## TO DO
After locating the line containing "Target: ochre plaster wall", transcribe that line and all following lines exactly, stopping only at the end of the records.

## GIVEN ENTRIES
***

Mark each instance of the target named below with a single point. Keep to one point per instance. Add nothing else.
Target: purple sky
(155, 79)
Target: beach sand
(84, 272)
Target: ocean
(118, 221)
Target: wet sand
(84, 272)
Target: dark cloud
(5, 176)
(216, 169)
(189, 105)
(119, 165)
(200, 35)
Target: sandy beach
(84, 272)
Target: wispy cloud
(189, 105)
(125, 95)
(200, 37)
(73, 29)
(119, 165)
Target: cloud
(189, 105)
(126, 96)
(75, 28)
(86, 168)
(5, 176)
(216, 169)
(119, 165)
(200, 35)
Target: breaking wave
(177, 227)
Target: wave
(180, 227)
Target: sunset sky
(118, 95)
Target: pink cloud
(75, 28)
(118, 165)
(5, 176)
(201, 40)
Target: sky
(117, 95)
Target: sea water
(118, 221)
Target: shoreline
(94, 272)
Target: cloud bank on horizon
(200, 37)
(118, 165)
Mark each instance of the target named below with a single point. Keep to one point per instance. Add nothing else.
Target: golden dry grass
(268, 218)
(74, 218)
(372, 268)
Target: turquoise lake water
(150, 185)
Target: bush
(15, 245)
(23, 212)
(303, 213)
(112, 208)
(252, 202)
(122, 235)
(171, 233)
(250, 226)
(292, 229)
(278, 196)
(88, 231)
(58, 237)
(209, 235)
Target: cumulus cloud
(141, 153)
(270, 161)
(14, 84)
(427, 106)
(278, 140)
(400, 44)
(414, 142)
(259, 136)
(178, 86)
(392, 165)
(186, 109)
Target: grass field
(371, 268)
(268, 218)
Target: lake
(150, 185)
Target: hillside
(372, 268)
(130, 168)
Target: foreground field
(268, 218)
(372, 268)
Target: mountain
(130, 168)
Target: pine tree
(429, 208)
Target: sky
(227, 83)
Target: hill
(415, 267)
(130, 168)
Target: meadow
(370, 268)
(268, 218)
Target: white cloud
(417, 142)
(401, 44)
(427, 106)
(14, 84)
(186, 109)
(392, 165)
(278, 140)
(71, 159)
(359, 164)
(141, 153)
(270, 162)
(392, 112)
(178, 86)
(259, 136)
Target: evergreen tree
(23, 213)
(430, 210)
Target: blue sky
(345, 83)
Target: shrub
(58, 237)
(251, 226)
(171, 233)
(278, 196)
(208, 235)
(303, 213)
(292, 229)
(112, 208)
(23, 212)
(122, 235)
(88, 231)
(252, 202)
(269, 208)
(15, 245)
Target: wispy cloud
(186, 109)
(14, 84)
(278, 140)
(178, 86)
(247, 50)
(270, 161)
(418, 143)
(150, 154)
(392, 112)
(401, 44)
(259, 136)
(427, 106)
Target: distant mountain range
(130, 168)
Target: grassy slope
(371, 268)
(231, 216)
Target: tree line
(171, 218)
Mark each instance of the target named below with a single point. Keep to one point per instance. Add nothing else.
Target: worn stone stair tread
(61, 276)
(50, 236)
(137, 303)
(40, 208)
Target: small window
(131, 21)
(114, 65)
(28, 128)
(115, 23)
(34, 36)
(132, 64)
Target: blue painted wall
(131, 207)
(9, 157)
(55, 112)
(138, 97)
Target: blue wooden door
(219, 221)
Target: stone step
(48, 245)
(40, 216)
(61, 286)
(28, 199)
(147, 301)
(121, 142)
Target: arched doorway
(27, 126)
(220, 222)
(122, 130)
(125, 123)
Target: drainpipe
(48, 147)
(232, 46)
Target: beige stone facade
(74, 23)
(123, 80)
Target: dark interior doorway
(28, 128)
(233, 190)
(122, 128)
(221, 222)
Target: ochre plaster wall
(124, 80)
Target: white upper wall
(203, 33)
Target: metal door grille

***

## OUTPUT
Target: ochre plaster wall
(124, 80)
Target: white upper wall
(203, 33)
Target: metal door grille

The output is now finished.